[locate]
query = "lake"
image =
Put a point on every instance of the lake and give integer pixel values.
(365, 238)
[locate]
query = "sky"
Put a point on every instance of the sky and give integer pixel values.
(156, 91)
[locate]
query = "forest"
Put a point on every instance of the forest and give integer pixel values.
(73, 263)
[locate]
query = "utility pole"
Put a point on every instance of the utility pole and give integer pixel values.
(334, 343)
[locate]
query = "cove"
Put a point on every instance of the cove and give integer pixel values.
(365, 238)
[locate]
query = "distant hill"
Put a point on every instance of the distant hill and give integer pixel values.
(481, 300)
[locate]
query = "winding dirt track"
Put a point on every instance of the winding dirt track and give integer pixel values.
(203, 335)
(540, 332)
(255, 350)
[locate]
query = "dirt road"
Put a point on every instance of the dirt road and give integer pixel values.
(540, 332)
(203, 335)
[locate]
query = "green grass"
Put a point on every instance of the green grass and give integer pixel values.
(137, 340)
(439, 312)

§

Direction. Return all of the entries exactly as written.

Answer for this exercise.
[locate]
query = "lake"
image =
Put a point on every instance of the lake and give integer pixel values.
(365, 238)
[locate]
query = "sky"
Put a point on every instance of the sky and give integer pixel values.
(156, 91)
[locate]
query = "forest"
Put a point on every instance of the forest and give integer pixel values.
(73, 263)
[locate]
query = "utility pole"
Put a point on every instance of the utility pole and give integer pixel values.
(334, 343)
[locate]
query = "cove"
Put a point on every instance of the cove and give integer pixel values.
(365, 238)
[locate]
query = "distant hill"
Put a point on every instance of the distant hill and give integer pixel values.
(481, 300)
[locate]
query = "winding dirt track"
Put a point on every instance of the winding dirt track and give integer pixel values.
(203, 335)
(540, 332)
(255, 350)
[locate]
query = "dirt road"
Put a point on every instance of the dirt road and give integer pixel values.
(540, 332)
(203, 335)
[locate]
query = "green grass"
Put a point on every instance of the green grass and give integer pixel values.
(137, 340)
(439, 312)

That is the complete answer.